Your objective – State how many lines of the records below contain the word "front". Give only the number.

Records for processing –
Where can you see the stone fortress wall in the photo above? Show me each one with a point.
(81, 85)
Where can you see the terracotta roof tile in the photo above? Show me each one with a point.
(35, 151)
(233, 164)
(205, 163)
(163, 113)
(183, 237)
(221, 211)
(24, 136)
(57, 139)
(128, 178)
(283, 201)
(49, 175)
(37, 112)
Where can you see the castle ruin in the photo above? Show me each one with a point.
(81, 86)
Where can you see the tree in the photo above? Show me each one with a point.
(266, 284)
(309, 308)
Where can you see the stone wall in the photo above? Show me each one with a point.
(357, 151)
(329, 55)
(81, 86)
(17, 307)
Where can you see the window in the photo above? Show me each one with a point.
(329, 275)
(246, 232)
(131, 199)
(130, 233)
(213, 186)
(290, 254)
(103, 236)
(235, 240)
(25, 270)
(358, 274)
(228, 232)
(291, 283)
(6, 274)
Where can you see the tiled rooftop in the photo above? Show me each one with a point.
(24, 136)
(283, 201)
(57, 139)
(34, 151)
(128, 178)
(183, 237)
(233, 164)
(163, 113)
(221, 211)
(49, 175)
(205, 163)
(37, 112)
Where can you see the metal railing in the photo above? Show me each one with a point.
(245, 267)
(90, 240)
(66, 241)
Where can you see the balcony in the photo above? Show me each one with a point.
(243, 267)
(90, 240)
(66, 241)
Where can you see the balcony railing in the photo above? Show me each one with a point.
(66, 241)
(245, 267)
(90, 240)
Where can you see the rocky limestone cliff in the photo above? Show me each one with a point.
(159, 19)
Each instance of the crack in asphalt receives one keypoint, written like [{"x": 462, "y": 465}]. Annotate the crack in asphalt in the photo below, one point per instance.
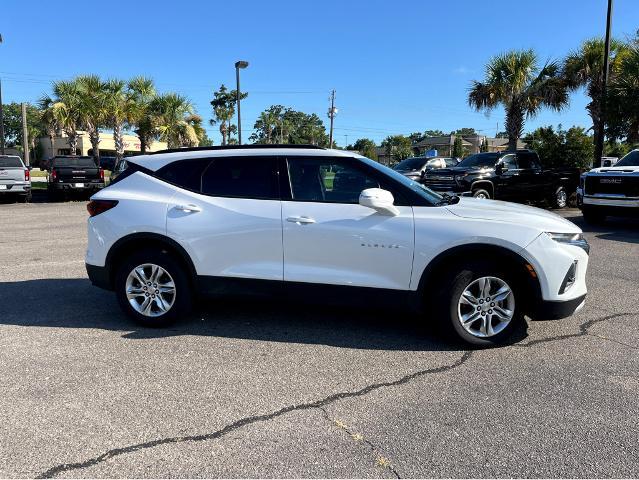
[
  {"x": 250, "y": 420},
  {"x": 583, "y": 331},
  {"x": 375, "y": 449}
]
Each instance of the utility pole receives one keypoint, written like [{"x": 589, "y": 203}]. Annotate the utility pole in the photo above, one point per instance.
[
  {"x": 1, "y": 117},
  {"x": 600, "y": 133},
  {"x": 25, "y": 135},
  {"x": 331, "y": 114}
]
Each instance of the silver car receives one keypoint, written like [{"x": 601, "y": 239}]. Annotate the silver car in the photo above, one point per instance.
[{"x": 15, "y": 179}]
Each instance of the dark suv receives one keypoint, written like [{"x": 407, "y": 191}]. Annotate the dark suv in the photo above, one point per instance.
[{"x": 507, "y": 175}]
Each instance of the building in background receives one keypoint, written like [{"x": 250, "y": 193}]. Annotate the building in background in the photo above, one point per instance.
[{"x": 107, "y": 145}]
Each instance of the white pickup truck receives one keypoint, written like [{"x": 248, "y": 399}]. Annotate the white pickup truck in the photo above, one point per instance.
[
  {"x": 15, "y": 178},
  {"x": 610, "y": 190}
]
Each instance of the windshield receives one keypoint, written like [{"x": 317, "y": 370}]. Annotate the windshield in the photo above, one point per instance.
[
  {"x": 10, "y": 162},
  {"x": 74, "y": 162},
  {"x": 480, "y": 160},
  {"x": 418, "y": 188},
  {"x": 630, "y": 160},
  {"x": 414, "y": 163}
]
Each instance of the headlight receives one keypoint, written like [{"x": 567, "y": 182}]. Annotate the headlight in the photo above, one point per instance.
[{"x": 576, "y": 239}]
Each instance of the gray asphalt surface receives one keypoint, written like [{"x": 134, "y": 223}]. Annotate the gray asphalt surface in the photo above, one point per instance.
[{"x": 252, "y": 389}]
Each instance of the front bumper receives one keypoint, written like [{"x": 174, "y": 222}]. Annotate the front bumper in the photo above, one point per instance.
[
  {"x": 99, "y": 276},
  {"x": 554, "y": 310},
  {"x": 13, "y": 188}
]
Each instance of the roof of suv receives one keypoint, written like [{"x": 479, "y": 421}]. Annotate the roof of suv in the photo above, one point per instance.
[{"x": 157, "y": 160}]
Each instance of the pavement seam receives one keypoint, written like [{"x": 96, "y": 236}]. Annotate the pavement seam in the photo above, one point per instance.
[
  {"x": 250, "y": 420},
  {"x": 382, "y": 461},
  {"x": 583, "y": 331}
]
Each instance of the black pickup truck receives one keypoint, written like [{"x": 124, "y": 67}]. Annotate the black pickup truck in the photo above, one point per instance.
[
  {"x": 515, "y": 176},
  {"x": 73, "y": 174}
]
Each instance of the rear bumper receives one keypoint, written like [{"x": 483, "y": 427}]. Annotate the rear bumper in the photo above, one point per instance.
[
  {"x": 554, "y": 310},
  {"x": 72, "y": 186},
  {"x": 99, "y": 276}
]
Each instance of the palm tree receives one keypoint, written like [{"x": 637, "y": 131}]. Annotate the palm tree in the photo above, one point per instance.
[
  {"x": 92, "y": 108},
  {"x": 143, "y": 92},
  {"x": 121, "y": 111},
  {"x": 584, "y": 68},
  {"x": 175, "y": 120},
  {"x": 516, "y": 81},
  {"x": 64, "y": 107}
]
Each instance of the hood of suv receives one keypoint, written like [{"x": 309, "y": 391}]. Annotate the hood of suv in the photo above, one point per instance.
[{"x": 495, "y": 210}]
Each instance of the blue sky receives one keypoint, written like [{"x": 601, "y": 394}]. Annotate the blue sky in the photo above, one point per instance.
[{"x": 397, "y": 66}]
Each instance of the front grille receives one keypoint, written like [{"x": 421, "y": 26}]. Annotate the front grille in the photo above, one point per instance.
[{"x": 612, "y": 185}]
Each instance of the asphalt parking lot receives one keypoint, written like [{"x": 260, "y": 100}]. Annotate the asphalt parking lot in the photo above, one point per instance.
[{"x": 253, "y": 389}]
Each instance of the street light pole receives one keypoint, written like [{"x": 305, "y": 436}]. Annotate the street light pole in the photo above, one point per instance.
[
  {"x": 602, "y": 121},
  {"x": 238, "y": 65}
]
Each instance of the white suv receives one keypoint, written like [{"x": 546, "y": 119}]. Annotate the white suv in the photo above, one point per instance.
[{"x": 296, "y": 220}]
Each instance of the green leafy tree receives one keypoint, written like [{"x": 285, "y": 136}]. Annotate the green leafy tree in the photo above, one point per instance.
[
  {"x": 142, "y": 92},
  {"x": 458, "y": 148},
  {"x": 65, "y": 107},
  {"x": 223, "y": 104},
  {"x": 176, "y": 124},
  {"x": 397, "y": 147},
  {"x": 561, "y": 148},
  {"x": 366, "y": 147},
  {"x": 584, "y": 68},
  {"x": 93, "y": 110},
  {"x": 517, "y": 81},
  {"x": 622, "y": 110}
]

--

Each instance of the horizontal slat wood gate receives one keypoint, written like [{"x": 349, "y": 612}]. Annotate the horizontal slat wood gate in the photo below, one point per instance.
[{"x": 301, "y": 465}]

Answer for the task – 2